# [Aim]
Extend the news passage on rising merchant fraud and Visa's tighter fraud-ratio limits, picking up after its final sentence.

# [Selected excerpt]
━━━━━━━━━━

Restaurants, electronics sellers and digital-goods merchants are seeing sharp spikes in fraud as criminals find creative new ways to interfere in online and mobile commerce.
Through account takeovers and stolen payment details, criminals are intercepting and reselling merchandise — and ordering food for themselves — as they use restaurants to test bogus payment credentials, experts say.
Visa is reacting by tightening the fraud ratios merchants are allowed, in an effort to encourage better retailer fraud controls. Beginning October 1, Visa will lower the threshold for acceptable fraud levels to 90 basis points for merchants and 75 basis points for acquirers (down from 100 basis points for each), a Visa spokesperson said.

Merchants whose fraud ratios go above 100 basis points will be subject to Visa’s longstanding merchant fraud-monitoring programs, including Visa Fraud Monitoring, Visa Chargeback Monitoring and Visa Acquiring Monitoring. Fines for merchants who exceed the new limits have not been altered, Visa said. It's the first time Visa has changed its fraud-ratio limits in about a decade.

━━━━━━━━━━

Stored dataset items
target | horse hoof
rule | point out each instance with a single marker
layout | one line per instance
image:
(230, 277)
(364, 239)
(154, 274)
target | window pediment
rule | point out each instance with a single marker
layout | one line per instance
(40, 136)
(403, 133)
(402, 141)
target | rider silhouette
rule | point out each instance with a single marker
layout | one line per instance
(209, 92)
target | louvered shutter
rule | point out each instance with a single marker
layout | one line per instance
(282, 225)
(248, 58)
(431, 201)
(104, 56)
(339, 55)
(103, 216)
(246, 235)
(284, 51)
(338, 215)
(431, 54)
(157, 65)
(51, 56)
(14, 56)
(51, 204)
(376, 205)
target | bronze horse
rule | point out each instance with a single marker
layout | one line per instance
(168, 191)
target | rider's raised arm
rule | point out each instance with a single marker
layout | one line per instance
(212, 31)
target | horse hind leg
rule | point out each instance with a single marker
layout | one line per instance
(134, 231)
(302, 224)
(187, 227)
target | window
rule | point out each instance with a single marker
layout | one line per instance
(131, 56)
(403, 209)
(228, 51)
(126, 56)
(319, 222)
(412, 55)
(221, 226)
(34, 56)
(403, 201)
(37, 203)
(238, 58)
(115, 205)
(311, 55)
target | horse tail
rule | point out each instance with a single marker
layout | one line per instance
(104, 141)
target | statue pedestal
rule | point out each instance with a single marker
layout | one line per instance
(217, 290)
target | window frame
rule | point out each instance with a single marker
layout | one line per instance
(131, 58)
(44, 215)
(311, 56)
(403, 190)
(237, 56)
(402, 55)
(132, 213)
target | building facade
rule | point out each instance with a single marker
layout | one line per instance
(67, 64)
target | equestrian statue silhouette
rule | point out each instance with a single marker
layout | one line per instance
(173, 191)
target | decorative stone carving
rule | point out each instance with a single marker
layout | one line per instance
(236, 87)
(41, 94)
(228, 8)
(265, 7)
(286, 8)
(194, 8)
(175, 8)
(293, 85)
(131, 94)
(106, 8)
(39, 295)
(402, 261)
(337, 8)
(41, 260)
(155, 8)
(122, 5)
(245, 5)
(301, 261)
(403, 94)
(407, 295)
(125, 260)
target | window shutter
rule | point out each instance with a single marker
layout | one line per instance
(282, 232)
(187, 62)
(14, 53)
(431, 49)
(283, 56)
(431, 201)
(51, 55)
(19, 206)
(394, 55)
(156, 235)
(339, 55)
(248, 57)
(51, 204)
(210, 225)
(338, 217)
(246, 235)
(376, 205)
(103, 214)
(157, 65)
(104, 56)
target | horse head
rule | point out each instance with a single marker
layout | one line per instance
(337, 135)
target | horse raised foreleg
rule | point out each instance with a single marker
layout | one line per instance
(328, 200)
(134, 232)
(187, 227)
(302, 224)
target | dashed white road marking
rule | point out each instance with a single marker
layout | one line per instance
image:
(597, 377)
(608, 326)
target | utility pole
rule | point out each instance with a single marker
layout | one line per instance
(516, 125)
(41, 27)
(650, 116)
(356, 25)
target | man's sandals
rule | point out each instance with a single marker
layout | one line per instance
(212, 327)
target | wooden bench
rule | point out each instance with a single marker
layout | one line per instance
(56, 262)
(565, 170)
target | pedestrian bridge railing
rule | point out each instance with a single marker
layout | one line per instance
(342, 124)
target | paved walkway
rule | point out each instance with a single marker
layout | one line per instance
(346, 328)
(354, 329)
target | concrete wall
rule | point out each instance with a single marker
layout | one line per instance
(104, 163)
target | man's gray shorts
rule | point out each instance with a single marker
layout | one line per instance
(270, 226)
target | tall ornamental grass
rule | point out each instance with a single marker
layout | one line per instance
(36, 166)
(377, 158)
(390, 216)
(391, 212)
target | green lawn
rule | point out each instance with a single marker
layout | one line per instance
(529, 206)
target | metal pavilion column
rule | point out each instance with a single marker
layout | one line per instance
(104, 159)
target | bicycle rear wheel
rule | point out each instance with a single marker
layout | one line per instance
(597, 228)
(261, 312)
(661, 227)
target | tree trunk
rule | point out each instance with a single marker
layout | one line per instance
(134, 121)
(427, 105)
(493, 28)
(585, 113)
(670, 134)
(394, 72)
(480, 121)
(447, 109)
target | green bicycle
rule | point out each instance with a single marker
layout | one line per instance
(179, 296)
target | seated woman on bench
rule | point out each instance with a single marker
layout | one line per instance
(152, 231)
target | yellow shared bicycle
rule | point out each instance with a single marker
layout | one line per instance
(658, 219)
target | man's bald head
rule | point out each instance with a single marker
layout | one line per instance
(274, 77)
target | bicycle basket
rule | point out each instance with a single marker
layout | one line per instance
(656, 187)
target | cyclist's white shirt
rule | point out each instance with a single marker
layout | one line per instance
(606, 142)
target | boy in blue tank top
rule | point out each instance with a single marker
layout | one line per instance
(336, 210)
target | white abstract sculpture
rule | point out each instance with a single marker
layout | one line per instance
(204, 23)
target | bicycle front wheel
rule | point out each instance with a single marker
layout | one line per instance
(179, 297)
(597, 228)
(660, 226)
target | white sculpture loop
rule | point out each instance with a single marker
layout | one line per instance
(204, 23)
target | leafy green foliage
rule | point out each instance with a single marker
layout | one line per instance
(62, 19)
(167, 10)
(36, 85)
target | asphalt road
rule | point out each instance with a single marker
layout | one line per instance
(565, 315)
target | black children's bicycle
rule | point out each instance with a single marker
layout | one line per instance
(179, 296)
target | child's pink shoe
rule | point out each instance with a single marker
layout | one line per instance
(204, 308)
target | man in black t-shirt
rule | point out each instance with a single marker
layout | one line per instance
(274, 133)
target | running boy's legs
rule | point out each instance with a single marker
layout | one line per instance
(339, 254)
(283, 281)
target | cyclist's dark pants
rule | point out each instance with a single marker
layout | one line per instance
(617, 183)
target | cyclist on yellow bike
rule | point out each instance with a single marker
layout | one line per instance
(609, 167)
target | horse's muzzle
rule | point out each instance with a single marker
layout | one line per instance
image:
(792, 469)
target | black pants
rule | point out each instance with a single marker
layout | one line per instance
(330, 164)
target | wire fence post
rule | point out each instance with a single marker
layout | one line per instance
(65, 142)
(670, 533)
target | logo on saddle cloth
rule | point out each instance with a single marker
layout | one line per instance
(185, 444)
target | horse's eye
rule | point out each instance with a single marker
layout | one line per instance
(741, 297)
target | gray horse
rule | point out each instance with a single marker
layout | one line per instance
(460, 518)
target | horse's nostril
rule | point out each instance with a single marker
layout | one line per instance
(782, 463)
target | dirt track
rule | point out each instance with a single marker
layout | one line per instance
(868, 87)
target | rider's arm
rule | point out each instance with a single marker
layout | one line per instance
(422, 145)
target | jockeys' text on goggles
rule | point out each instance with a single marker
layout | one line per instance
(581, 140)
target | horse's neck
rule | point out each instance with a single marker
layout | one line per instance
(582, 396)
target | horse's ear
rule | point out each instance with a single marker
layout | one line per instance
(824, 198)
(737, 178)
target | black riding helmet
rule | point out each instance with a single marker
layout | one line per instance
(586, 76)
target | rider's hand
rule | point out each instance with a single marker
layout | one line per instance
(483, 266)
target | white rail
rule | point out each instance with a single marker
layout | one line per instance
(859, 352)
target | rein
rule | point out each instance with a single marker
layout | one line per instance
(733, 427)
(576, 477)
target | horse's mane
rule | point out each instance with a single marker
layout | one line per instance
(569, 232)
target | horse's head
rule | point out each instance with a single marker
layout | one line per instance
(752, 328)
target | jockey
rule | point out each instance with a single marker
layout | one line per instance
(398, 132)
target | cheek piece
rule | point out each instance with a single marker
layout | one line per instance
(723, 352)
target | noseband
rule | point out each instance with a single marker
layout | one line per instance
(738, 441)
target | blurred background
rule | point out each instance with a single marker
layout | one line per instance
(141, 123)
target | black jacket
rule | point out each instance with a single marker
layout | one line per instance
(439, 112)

━━━━━━━━━━

# [Task response]
Merchants that typically see lower fraud rates probably won’t notice a thing, but retailers whose fraud ratios vary could be in trouble, observers say.
“Merchants with higher-than-average chargeback rates—such as those selling digital goods and subscriptions—are always balancing right on the edge of the 1% threshold, so moving the level down by 10 basis points will be extremely challenging for them,” said Julie Conroy, research director at Aite Group.
As more commerce moves to online and mobile channels, scammers are finding new targets, according to firms that track e-commerce fraud.
“Visa’s change means that a short-term spike in fraud can more easily push a company’s business over acceptable fraud thresholds, causing costly fines, the inability to dispute chargebacks or potentially being dropped from Visa’s network,” said Liron Damri, co-founder and president of Forter, a fraud-tools provider with offices in New York and Israel.
Merchants that don’t prepare for Visa’s new fraud thresholds could see a chain reaction of problems when the new guidelines go into effect, Damri warned.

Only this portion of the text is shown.